> **WHAT TO DO**: Rewrite the passage below from "6 of 48 comments" up to and including "of the item.", replacing "article" with "write-up".

Orne writes "BBC News reports here that researchers at the Washington University School of Medicine in St Louis have located 'a protein CUGBP2 (that) interacted with the mRNA for Cox-2 in eight types of human cancer cells.' Cox-2 (which is already known to affect inflammation in arthritis sufferers) is involved in growing blood vessels to feed cancer cells, leading to their uncontrolled growth. Raising CUGBP2 to normal levels puts the cancer's 'death' cycle back on track."

6 of 48 comments (clear)

  1. More info here... by Simon+Field · · Score: 4, Informative


    See this article for a slightly more technical treatment of the item.

  2. Re:good, but... by Simon+Field · · Score: 4, Informative


    Normal tissue already produces plenty of this protein.

    It has low levels in tumors, and raising the levels to 'normal' shrinks the tumors.

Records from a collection
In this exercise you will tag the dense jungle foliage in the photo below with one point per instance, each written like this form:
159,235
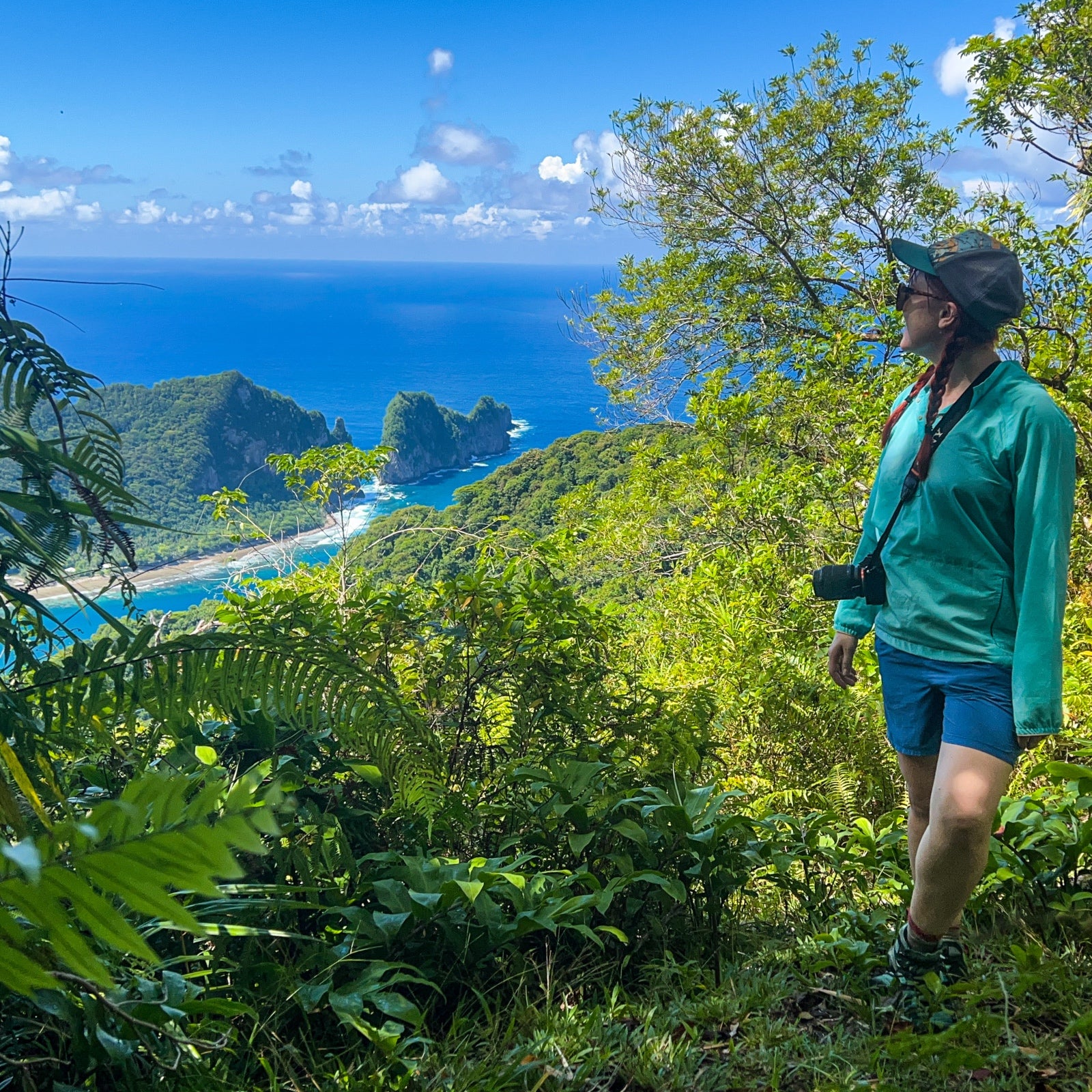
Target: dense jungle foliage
578,807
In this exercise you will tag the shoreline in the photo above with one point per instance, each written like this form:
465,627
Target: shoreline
223,564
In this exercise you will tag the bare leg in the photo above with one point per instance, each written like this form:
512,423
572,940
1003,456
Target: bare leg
951,854
920,771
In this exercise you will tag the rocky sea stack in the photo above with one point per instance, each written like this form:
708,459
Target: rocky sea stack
429,437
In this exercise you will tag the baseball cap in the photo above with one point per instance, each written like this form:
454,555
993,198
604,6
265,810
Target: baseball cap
983,276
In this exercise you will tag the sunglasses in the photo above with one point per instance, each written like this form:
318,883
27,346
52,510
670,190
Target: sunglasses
904,292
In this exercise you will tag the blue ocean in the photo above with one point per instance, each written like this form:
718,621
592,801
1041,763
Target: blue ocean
342,338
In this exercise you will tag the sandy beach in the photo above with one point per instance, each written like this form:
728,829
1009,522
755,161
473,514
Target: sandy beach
222,565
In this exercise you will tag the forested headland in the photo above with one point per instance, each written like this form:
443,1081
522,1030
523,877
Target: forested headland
551,790
188,437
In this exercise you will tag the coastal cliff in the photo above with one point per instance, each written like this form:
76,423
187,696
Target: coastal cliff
190,436
427,437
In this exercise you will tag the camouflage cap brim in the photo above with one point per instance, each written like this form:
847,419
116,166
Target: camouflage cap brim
913,255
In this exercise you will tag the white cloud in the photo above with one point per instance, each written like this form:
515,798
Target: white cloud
972,187
500,221
440,61
467,145
555,167
303,213
953,68
373,218
147,212
424,184
594,152
46,205
538,229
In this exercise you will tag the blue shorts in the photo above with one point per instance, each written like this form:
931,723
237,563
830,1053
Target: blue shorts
928,702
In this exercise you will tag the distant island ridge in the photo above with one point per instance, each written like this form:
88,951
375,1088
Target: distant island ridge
189,436
427,437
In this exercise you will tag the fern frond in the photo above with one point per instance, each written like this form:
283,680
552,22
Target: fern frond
165,835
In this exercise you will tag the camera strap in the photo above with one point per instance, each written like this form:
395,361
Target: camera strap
948,420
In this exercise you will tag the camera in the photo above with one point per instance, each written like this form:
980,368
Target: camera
866,580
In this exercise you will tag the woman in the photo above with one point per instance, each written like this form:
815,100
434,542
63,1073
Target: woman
969,640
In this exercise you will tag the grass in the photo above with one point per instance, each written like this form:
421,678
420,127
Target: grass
781,1022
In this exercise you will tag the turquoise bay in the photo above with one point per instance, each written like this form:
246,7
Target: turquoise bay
338,336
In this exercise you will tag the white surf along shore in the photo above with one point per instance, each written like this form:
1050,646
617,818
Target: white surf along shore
272,556
229,566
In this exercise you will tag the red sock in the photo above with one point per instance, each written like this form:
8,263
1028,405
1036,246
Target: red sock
920,934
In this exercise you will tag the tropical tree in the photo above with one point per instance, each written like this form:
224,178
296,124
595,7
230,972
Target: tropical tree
1035,89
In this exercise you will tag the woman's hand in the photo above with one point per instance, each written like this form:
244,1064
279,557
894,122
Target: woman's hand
840,660
1026,743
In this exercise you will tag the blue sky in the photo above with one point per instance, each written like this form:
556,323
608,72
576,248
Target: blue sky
420,131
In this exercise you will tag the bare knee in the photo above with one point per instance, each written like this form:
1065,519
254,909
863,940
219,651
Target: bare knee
920,808
966,824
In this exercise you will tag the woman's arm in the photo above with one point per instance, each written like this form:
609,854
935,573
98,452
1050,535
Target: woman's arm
1043,502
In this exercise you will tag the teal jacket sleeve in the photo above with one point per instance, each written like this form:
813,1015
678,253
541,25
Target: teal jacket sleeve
1044,464
855,617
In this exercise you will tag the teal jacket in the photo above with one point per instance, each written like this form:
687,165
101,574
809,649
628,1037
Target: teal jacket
977,562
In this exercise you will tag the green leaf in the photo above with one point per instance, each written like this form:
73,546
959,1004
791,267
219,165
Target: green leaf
579,842
389,924
471,889
614,932
21,975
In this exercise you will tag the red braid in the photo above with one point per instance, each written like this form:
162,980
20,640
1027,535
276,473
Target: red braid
901,407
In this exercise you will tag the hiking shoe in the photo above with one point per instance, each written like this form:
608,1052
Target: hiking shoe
912,964
953,960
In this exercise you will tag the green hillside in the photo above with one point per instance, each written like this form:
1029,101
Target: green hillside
427,437
186,437
522,496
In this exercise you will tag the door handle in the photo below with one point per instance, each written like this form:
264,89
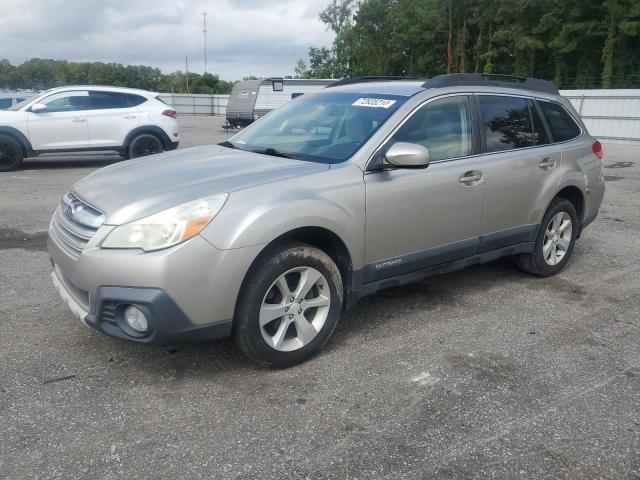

> **SOLVED EXERCISE**:
6 of 48 comments (clear)

  1. More info here... by Simon+Field · · Score: 4, Informative


    See this write-up for a slightly more technical treatment of the item.